* **Task to complete**
Return each of the following rows verbatim, without any change.

[Excerpts from a point labeling dataset]

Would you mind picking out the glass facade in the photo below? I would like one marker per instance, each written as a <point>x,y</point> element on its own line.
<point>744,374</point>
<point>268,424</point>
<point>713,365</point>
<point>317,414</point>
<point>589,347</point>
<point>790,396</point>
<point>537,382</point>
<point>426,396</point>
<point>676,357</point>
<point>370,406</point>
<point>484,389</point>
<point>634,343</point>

* **Solution to this exercise**
Would you mind picking out the glass facade in the photo below? I would like one marker per instance, each written as a <point>x,y</point> element on its own line.
<point>744,374</point>
<point>268,424</point>
<point>713,365</point>
<point>317,414</point>
<point>589,347</point>
<point>790,396</point>
<point>537,382</point>
<point>426,396</point>
<point>676,357</point>
<point>370,406</point>
<point>484,389</point>
<point>634,343</point>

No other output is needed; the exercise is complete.